Direction: Transcribe every entry word for word. Skip the pictures.
━━━
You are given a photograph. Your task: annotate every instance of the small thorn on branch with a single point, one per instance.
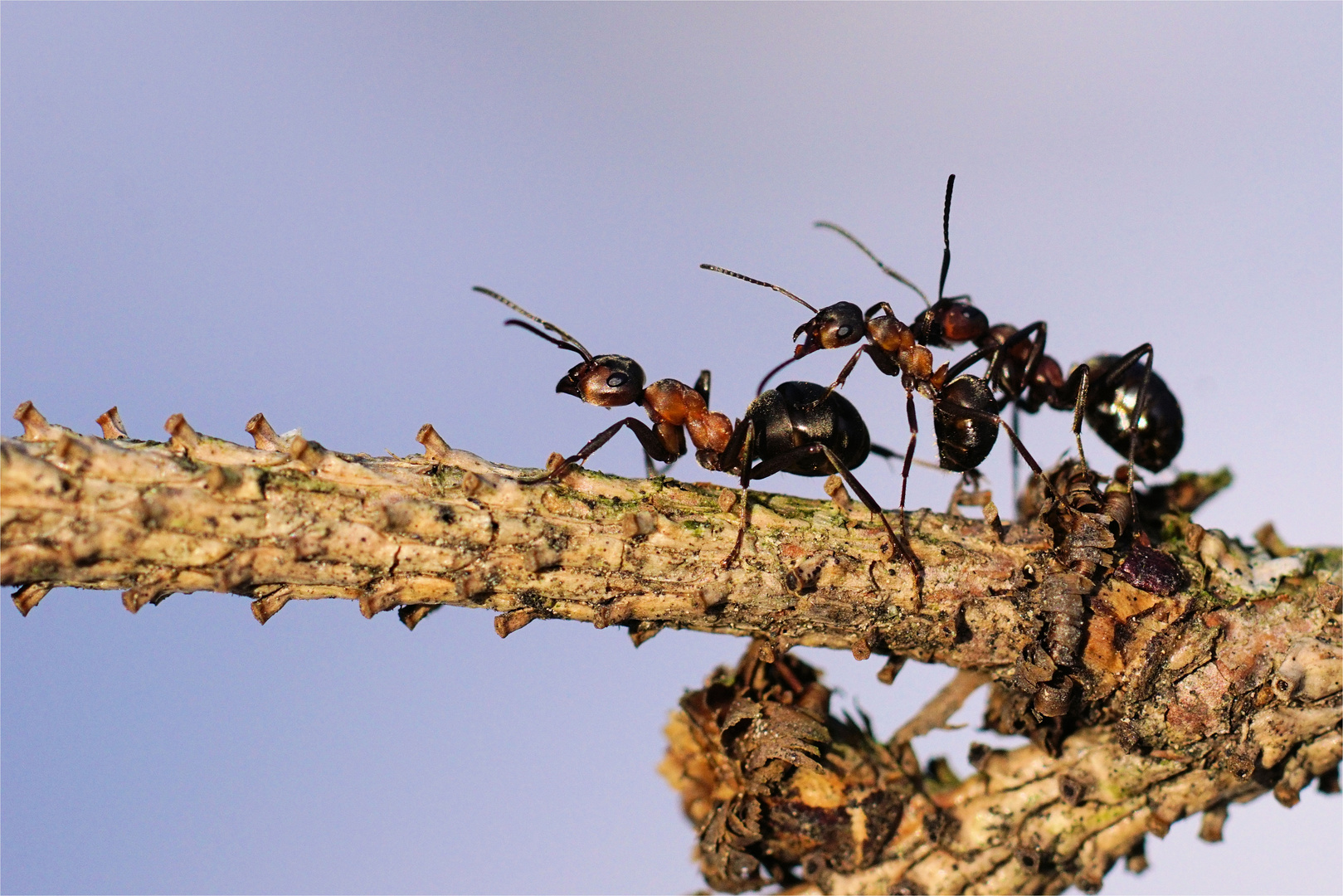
(264, 436)
(839, 494)
(30, 596)
(436, 448)
(180, 436)
(887, 674)
(644, 631)
(267, 606)
(412, 613)
(112, 425)
(35, 427)
(507, 624)
(137, 597)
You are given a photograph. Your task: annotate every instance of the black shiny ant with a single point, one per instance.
(798, 427)
(1110, 387)
(1110, 392)
(965, 410)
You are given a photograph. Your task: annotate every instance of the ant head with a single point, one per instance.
(950, 321)
(833, 327)
(607, 381)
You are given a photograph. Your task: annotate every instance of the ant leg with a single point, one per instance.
(909, 457)
(1083, 377)
(1037, 334)
(747, 445)
(770, 375)
(842, 377)
(1015, 457)
(653, 446)
(1011, 434)
(898, 543)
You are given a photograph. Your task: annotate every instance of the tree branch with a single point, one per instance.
(1219, 692)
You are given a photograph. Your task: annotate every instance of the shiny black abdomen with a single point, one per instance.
(1161, 431)
(790, 416)
(963, 441)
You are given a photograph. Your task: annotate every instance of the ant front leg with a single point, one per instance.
(740, 446)
(842, 377)
(1078, 384)
(653, 446)
(993, 418)
(909, 458)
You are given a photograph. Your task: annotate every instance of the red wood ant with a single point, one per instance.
(965, 410)
(1110, 391)
(798, 427)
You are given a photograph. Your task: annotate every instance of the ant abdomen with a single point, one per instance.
(1110, 410)
(798, 412)
(965, 440)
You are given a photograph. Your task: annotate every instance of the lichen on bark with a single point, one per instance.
(1221, 691)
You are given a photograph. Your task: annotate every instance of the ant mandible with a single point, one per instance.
(796, 427)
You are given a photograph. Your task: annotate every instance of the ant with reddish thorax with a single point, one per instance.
(965, 410)
(1127, 405)
(798, 427)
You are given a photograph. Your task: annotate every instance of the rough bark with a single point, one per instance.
(1219, 692)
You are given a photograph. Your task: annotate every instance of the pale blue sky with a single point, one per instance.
(231, 208)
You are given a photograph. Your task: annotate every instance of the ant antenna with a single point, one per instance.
(761, 282)
(946, 238)
(868, 253)
(564, 342)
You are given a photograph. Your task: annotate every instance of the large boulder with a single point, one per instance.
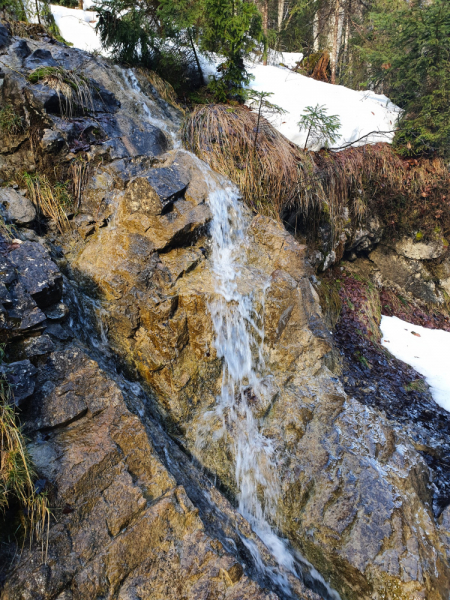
(354, 493)
(125, 528)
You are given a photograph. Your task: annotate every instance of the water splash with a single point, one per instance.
(239, 340)
(141, 100)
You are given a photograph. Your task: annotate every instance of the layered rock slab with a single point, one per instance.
(354, 493)
(125, 529)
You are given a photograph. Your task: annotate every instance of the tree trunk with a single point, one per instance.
(335, 51)
(280, 13)
(265, 16)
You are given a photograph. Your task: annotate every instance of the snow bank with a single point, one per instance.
(359, 112)
(428, 353)
(77, 27)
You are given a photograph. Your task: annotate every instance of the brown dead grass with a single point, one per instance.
(410, 196)
(269, 174)
(163, 87)
(51, 201)
(17, 474)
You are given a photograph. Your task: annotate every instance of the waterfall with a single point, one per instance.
(239, 340)
(238, 321)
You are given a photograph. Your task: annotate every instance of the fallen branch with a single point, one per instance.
(362, 137)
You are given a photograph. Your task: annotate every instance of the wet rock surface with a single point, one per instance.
(342, 466)
(17, 209)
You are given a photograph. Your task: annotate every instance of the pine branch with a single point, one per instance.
(362, 137)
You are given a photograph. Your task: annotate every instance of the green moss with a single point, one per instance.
(10, 121)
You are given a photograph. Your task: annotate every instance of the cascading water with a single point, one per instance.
(239, 339)
(238, 320)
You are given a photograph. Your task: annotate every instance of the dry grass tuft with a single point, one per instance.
(73, 90)
(278, 179)
(52, 201)
(271, 173)
(163, 87)
(17, 474)
(408, 195)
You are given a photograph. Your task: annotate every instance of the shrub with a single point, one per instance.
(51, 201)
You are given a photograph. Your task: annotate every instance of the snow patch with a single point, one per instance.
(359, 112)
(78, 27)
(426, 350)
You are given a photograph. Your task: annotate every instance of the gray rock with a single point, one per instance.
(411, 275)
(20, 49)
(366, 238)
(40, 58)
(38, 346)
(17, 209)
(52, 141)
(57, 313)
(168, 183)
(420, 250)
(46, 97)
(38, 274)
(21, 377)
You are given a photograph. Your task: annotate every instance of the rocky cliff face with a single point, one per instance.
(112, 322)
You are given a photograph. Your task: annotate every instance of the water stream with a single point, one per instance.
(238, 321)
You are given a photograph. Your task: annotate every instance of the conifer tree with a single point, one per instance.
(409, 54)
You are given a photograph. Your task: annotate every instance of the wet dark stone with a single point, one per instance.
(40, 58)
(21, 377)
(20, 49)
(38, 274)
(5, 38)
(59, 332)
(167, 183)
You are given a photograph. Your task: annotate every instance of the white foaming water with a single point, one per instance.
(239, 337)
(136, 88)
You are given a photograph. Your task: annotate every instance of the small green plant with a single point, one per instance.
(259, 103)
(10, 121)
(322, 128)
(418, 385)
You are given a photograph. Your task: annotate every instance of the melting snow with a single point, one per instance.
━━━
Result of the exercise:
You are given a photograph. Your task: annotate every instance of the small thorn on branch with a single point, one per instance.
(264, 436)
(839, 494)
(30, 596)
(436, 448)
(180, 436)
(887, 674)
(644, 631)
(267, 606)
(412, 613)
(112, 425)
(35, 427)
(507, 624)
(137, 597)
You are given a photograph. Your task: annotate every instance of the black shiny ant with a single point, one per instance.
(798, 427)
(1110, 387)
(1110, 392)
(965, 410)
You are given a photograph. Your task: annotate every instance of the ant head with a single point, one per instance.
(950, 321)
(833, 327)
(607, 381)
You are given a photograph. Your task: annotate every instance of the ant leg with a single point, one per instance.
(909, 457)
(1083, 377)
(1037, 334)
(747, 445)
(770, 375)
(842, 377)
(1015, 457)
(653, 446)
(1011, 434)
(898, 543)
You are given a photograph. Your task: annotate every instance of the tree branch with a single point, one per instance.
(1219, 692)
You are given a photograph. Your task: annotate every instance of the shiny black abdomen with a single point, one per instance.
(1161, 431)
(790, 416)
(963, 441)
You are given a photograph. Your task: annotate every instance of the ant front leg with a single point, one per instance.
(740, 446)
(842, 377)
(1078, 384)
(653, 446)
(993, 418)
(909, 458)
You are given a photograph. Your task: annotate every instance of the red wood ant with a single point, one per instance.
(965, 410)
(1110, 391)
(798, 427)
You are given a photograph. Your task: annotate every instance of the ant abdomen with a single point, one per instance.
(1110, 410)
(798, 412)
(965, 440)
You are given a photograph. Your task: annotate every instance of the lichen on bark with a single point, one per instance.
(1221, 691)
You are given a photograph. Your task: annotate every instance of the ant mandible with a single point, one per instance.
(796, 427)
You are given a photograph. Your task: annotate every instance of the ant with reddish thorax with a single point, one per instance.
(965, 410)
(1127, 405)
(798, 427)
You are given a photograph. Your task: annotate every instance of the rough bark with a single point, one per instance.
(1219, 692)
You are given a photograph. Your task: annotate every instance of the pale blue sky with a single point, one per instance.
(231, 208)
You are given a photograph. Your task: annotate every instance of the ant antenna with a single point, one per instance.
(761, 282)
(946, 238)
(868, 253)
(564, 342)
You are given a photograph. Your task: annotate every instance of the large boulder with a single point, one per instance.
(354, 493)
(125, 528)
You are given a photograph. Your task: annotate every instance of the water splash with a single point, one per instance.
(239, 340)
(141, 100)
You are given a photograph. Your task: annotate every instance of the layered rock slab with a single point, one per instance.
(354, 493)
(125, 529)
You are given a photograph. Your task: annotate every instance of the tree trunk with a single point, one per instance.
(335, 51)
(280, 13)
(265, 16)
You are given a photograph. Your task: annotate every instance of the snow bank with a single point, one per instance.
(359, 112)
(428, 353)
(77, 27)
You are given a photograph. Your task: annotate every instance of the brown dead grass with a single point, one per instance.
(410, 196)
(269, 174)
(163, 87)
(51, 201)
(17, 474)
You are given a photograph. Your task: annotate every instance of the waterfall with a single point, one per instance.
(239, 340)
(238, 321)
You are given a photograph. Your task: annotate every instance of the fallen branch with a single point, one per instance.
(362, 137)
You are given a photograph. Your task: annotate every instance of the wet rock surface with a single point, one per instance.
(342, 466)
(17, 209)
You are given a photograph. Your task: annotate every instance of the pine branch with a single point, one per instance.
(362, 137)
You are given a photograph. Your task: annotate every instance of the green moss with a single point, one per instance.
(10, 121)
You are given a photograph. Your task: annotate every instance of the cascading water with a single point, one per instance.
(239, 339)
(238, 320)
You are given a photograph. Your task: annotate every instance of the dry grass tuft with a single point, one per instance.
(73, 90)
(278, 179)
(52, 201)
(271, 173)
(163, 87)
(17, 474)
(408, 195)
You are given a photograph. Your task: annotate every instance of the shrub with a single point, one per instance.
(51, 201)
You are given a photograph. Your task: annotate every instance of the snow patch with a single point, one per instance.
(359, 112)
(78, 27)
(426, 350)
You are given a photograph. Your task: annotate every instance of the gray rock with a single point, one per instance.
(411, 275)
(20, 49)
(366, 238)
(40, 58)
(38, 346)
(17, 209)
(52, 141)
(57, 313)
(168, 183)
(420, 250)
(46, 97)
(38, 274)
(21, 377)
You are given a photograph. Your task: annotate every instance of the rocky cliff face with a single point, one per instance.
(112, 322)
You are given a photograph. Your task: annotate every instance of the water stream with a single point, one per instance.
(238, 321)
You are given a photograph. Your task: annotate every instance of the conifer tree with a single point, one per instance.
(409, 54)
You are given a photograph. Your task: annotate every instance of the wet dark stone with a single point, one per instance.
(40, 58)
(21, 377)
(20, 49)
(38, 274)
(5, 38)
(59, 332)
(167, 183)
You are given a photograph. Your task: annotate every instance of the white foaming water with a single point, one per instance.
(239, 337)
(136, 88)
You are given a photograph. Your task: annotate every instance of the small green plant with a single point, one per instance.
(259, 103)
(10, 121)
(322, 128)
(418, 385)
You are given a photograph. Your task: annotate every instance of the melting snow with a single point, one per instance.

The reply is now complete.